[Job]
Edit the material from the line with "Study the drawing above carefully. Where is the cream" up to and including the line with "[586,369,663,412]", replacing "locomotive" with "engine" throughout and leaving the rest untouched. Give back only those lines.

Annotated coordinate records
===

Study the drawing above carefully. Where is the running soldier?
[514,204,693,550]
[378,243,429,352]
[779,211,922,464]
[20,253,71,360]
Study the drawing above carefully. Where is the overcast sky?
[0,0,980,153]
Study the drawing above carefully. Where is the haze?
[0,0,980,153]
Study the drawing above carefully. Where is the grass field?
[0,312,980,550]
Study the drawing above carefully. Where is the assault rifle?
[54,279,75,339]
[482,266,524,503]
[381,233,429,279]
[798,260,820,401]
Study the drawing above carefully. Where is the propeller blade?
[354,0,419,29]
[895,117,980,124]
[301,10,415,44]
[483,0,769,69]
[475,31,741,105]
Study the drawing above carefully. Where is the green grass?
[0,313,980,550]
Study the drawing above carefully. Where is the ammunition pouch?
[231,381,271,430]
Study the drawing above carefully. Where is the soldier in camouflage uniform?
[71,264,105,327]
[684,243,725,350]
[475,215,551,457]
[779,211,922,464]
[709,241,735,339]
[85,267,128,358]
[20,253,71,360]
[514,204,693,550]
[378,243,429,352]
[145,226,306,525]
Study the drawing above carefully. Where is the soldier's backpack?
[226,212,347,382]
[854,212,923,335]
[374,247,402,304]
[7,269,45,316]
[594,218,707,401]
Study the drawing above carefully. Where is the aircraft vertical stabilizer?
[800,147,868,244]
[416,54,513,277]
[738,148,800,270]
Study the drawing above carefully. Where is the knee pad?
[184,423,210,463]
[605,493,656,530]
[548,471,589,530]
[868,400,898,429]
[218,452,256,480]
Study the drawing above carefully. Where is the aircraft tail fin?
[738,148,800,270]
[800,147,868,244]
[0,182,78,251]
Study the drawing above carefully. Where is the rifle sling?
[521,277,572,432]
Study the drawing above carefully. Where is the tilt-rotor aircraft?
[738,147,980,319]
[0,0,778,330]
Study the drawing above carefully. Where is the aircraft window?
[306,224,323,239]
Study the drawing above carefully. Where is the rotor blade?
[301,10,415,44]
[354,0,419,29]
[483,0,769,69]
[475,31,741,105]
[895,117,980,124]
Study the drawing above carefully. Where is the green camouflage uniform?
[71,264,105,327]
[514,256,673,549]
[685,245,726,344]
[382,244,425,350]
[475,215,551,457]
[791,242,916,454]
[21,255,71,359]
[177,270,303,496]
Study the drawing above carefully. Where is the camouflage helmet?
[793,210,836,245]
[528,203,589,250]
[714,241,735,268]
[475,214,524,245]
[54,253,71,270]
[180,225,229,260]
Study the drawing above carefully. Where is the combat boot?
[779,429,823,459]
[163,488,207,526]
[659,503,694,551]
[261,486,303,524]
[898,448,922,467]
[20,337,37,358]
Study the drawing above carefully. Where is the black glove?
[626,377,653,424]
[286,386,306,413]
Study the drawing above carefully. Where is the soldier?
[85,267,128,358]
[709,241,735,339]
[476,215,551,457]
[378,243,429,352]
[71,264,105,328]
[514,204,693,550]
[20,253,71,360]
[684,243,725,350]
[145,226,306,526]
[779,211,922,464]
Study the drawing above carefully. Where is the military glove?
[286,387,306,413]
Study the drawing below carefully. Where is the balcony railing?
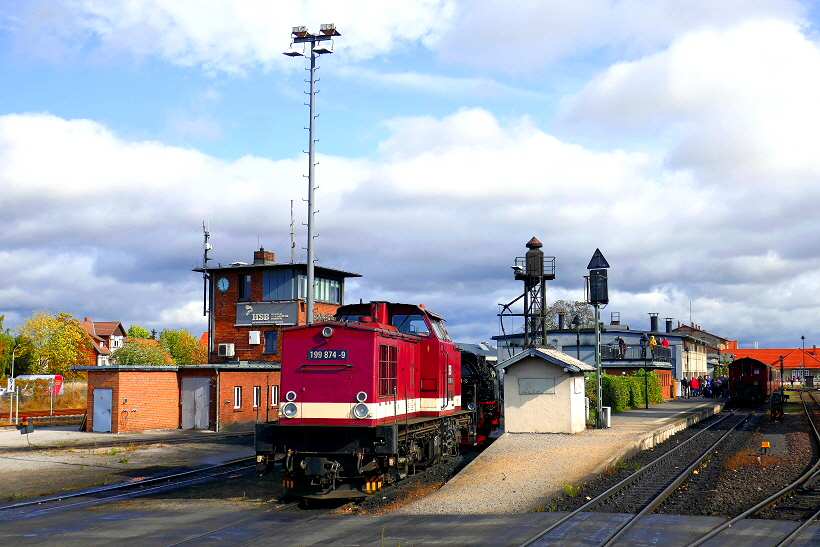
[601,344,672,363]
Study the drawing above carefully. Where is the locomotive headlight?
[282,402,299,418]
[353,403,370,420]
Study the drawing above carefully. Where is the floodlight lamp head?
[319,23,341,36]
[313,44,333,55]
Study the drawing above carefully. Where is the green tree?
[111,340,173,365]
[159,329,208,365]
[126,325,152,338]
[15,310,93,375]
[546,300,595,329]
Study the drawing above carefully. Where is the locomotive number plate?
[308,349,347,361]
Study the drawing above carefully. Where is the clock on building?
[216,277,231,292]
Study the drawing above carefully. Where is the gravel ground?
[0,430,254,502]
[396,430,634,514]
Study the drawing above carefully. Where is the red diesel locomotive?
[255,302,502,499]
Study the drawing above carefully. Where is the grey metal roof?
[498,348,595,372]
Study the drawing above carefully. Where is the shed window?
[379,344,399,397]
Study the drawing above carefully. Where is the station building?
[73,248,360,433]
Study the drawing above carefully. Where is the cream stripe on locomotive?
[279,395,461,421]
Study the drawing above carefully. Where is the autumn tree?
[159,329,208,365]
[126,325,153,338]
[17,310,93,375]
[546,300,595,329]
[111,340,174,365]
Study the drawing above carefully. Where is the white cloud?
[12,0,454,74]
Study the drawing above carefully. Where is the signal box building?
[73,248,360,433]
[194,248,361,364]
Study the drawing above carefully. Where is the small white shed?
[498,348,595,433]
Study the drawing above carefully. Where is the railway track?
[519,412,752,547]
[520,393,820,547]
[686,391,820,547]
[0,456,256,522]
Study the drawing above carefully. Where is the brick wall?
[217,371,281,430]
[88,370,179,433]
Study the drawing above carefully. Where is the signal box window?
[236,274,251,300]
[379,344,399,397]
[265,330,279,353]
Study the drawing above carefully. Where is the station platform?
[396,397,725,515]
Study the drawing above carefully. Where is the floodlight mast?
[285,23,341,325]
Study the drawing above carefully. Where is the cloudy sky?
[0,0,820,347]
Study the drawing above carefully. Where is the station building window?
[236,274,251,300]
[264,330,279,353]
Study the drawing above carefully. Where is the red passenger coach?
[256,302,498,504]
[729,357,780,403]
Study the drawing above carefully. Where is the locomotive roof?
[336,300,446,321]
[498,348,595,372]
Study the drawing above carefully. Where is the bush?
[586,369,663,413]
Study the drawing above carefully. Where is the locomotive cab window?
[390,313,430,336]
[379,344,399,397]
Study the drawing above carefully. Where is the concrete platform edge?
[524,403,725,511]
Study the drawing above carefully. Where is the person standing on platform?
[689,376,700,397]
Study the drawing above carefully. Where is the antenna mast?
[202,220,213,315]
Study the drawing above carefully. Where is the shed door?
[182,378,211,429]
[91,389,111,433]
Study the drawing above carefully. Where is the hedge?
[586,369,663,412]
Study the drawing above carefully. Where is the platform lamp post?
[571,315,581,361]
[586,249,609,429]
[800,335,806,387]
[285,23,341,325]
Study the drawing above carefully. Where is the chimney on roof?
[253,247,275,266]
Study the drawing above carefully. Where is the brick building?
[194,248,361,363]
[77,317,128,366]
[74,364,279,433]
[73,249,359,433]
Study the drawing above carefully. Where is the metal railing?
[601,344,672,363]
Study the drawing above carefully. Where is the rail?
[686,392,820,547]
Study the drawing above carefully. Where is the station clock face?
[216,277,231,292]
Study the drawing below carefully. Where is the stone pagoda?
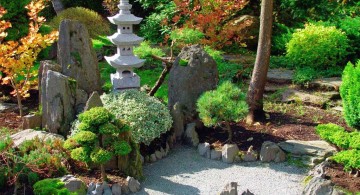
[105,0,145,90]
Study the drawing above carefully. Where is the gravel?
[136,146,307,195]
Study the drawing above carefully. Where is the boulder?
[184,123,199,147]
[41,70,77,135]
[58,20,101,94]
[221,144,239,163]
[111,183,121,195]
[60,175,86,194]
[22,114,41,129]
[198,142,210,158]
[219,182,238,195]
[10,129,64,147]
[210,149,222,160]
[168,45,218,138]
[84,91,104,111]
[126,176,140,193]
[302,177,334,195]
[260,141,286,162]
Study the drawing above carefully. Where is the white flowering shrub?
[101,90,172,145]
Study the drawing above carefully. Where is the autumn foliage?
[0,0,58,115]
[172,0,250,48]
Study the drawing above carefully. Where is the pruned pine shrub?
[197,81,248,141]
[64,107,132,181]
[49,7,110,38]
[340,60,360,130]
[286,24,349,70]
[101,90,172,145]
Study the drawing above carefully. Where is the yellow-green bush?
[49,7,110,38]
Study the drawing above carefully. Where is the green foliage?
[49,7,110,38]
[134,41,165,68]
[332,150,360,171]
[101,90,172,145]
[197,81,248,126]
[293,67,318,84]
[170,28,205,45]
[140,0,176,43]
[286,24,349,70]
[33,179,75,195]
[340,60,360,129]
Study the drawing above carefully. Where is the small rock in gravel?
[222,144,239,163]
[260,141,286,162]
[126,176,140,192]
[150,154,156,162]
[198,142,210,158]
[210,150,222,160]
[111,183,121,195]
[219,182,238,195]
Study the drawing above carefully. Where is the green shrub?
[101,90,172,145]
[64,107,131,181]
[286,24,349,70]
[33,179,76,195]
[49,7,110,38]
[340,60,360,129]
[332,149,360,171]
[197,81,248,141]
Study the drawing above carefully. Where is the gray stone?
[210,149,222,160]
[221,144,239,163]
[302,177,334,195]
[75,89,89,114]
[267,69,294,84]
[168,45,218,138]
[84,91,104,111]
[243,146,257,162]
[184,123,199,147]
[41,70,76,135]
[111,183,121,195]
[0,102,17,113]
[22,114,41,129]
[60,175,86,194]
[198,142,210,158]
[170,103,185,139]
[309,77,342,91]
[281,89,330,107]
[38,60,61,105]
[126,176,140,193]
[260,141,286,162]
[219,182,238,195]
[10,129,64,147]
[155,150,163,160]
[278,140,336,159]
[150,153,156,162]
[58,20,101,94]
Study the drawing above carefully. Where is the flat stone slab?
[281,89,330,107]
[278,140,336,158]
[267,69,294,84]
[309,77,342,91]
[10,129,64,147]
[0,102,17,113]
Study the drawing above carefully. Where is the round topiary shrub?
[197,81,248,142]
[340,60,360,130]
[286,24,349,70]
[101,90,172,145]
[49,7,110,38]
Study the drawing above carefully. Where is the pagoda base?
[111,73,140,91]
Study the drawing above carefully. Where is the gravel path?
[137,146,306,195]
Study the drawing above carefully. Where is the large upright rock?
[168,45,218,138]
[58,20,101,94]
[41,70,76,135]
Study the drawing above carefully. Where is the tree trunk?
[246,0,273,124]
[51,0,64,15]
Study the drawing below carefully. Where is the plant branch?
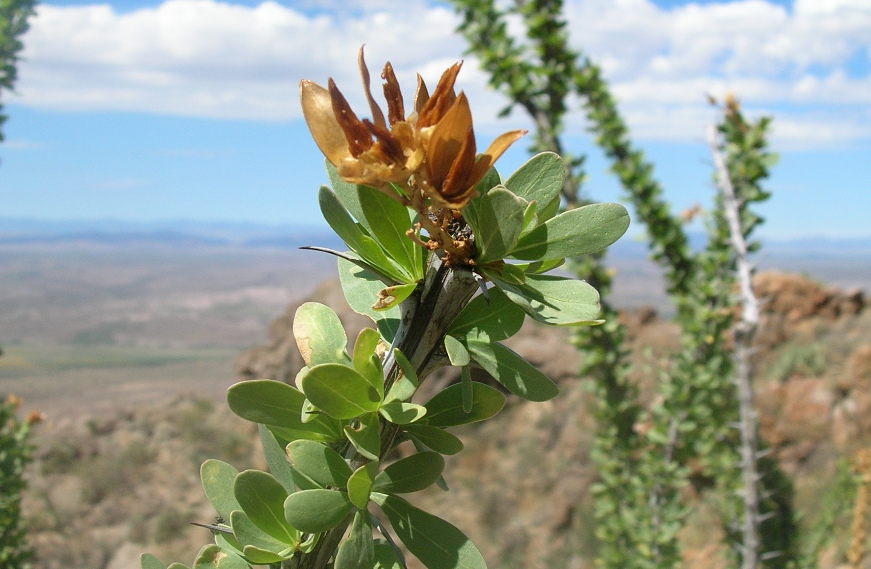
[708,121,761,569]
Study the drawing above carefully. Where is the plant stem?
[708,126,760,569]
[296,253,478,569]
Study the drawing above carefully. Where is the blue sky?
[0,0,871,237]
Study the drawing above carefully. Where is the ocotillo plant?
[141,47,629,569]
[454,0,795,569]
[0,0,36,142]
[0,395,42,569]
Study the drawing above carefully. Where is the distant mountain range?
[0,217,871,259]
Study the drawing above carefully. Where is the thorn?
[472,270,490,304]
[369,514,408,569]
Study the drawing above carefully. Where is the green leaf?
[466,340,559,401]
[284,490,354,533]
[139,553,166,569]
[215,532,245,557]
[348,462,378,510]
[339,259,401,342]
[448,287,526,342]
[444,335,469,367]
[293,302,351,366]
[227,379,341,442]
[372,451,445,494]
[462,166,502,231]
[403,423,463,455]
[258,425,298,494]
[520,202,538,235]
[505,152,566,222]
[467,186,528,264]
[233,470,299,545]
[372,493,487,569]
[230,504,299,564]
[494,275,601,326]
[514,259,566,275]
[378,401,426,425]
[353,328,384,399]
[460,366,475,413]
[335,510,375,569]
[372,282,418,311]
[510,203,629,261]
[425,382,505,427]
[374,543,407,569]
[300,364,381,420]
[200,459,242,520]
[318,186,408,283]
[357,186,423,282]
[242,545,291,565]
[287,440,351,488]
[324,160,372,230]
[193,544,249,569]
[345,413,381,460]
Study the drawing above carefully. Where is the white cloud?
[11,0,871,144]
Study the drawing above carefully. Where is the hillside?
[15,273,871,569]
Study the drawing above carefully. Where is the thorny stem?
[294,254,478,569]
[708,121,761,569]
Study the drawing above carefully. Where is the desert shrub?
[0,396,35,569]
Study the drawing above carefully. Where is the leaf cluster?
[142,153,629,569]
[0,0,36,142]
[0,398,33,569]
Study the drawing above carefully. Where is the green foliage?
[453,0,795,568]
[0,397,33,569]
[142,145,628,569]
[0,0,36,142]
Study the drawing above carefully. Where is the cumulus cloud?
[13,0,871,144]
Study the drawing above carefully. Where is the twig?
[708,121,761,569]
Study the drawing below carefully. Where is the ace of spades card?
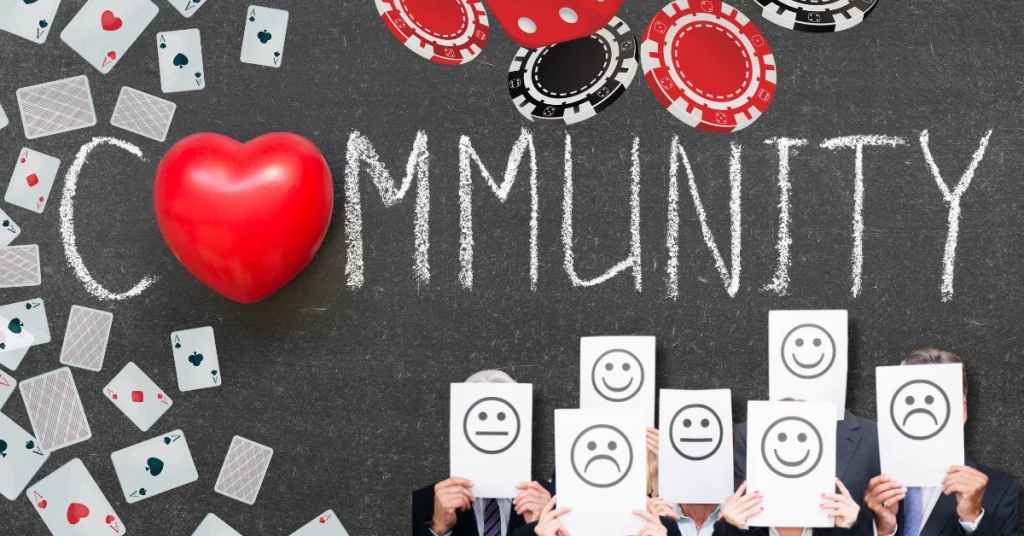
[157,29,206,93]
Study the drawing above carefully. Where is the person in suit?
[413,370,551,536]
[864,348,1018,536]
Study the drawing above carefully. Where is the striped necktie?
[481,499,502,536]
[903,488,925,536]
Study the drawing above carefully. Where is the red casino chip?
[374,0,490,66]
[640,0,776,132]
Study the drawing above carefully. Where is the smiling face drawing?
[569,424,633,488]
[761,417,824,479]
[889,379,950,441]
[590,349,644,402]
[782,324,836,379]
[669,404,723,461]
[462,397,520,454]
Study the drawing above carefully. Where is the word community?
[60,128,992,301]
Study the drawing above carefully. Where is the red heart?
[153,132,334,303]
[68,502,89,525]
[99,9,124,32]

===

[Solution to this exercise]
Study the drawing above carefully. Where is the cream stripe on engine?
[279,395,461,421]
Study the drawing above carefully. Where is the autumn tree?
[159,329,208,365]
[126,325,153,338]
[17,310,93,375]
[546,300,595,329]
[111,340,174,365]
Study the drawing above carefully. Where is the white cloud?
[12,0,454,74]
Study the drawing above carefully. Where is the signal box building?
[73,248,360,433]
[194,248,361,364]
Study the drawing above carefully. Where is the small white shed?
[498,348,595,433]
Study the drawing above carefully. Where is the railway track?
[519,412,752,547]
[520,393,820,547]
[686,391,820,547]
[0,456,256,522]
Study the drawing above carefully. Where is the brick wall?
[217,371,281,430]
[88,370,179,433]
Study the drawing above carefully. Where is the signal box window?
[236,274,251,300]
[379,344,399,397]
[265,330,279,353]
Study the drawing above carefully. Where is the station platform?
[396,397,725,515]
Study the drawing above carefully. Where is the floodlight mast?
[285,23,341,325]
Study the drawing above carefully. Where is the cloudy sky?
[0,0,820,347]
Study the drawing above carefully. Where is the station building window?
[236,274,251,300]
[264,330,279,353]
Study the drawing above carefully. Where is the red passenger coach?
[256,302,498,504]
[729,357,780,403]
Study the drawing above carefully. Where is the engine roof?
[336,300,446,321]
[498,348,595,372]
Study the drawing above carefully. Where is the bush?
[586,369,663,413]
Study the drawing above carefully. Where is the engine cab window?
[390,313,430,336]
[379,344,399,397]
Study the drawing above carefully. Where is the concrete platform edge?
[524,403,725,511]
Study the drawing above carefully. Where is the person standing on platform?
[689,376,700,397]
Study the drawing above carefully. Where is the antenna mast?
[202,220,213,315]
Study the drawing above carefully. Where is the shed door?
[182,378,211,429]
[91,389,111,433]
Study the drawing above carefully. Where is the hedge?
[586,369,663,412]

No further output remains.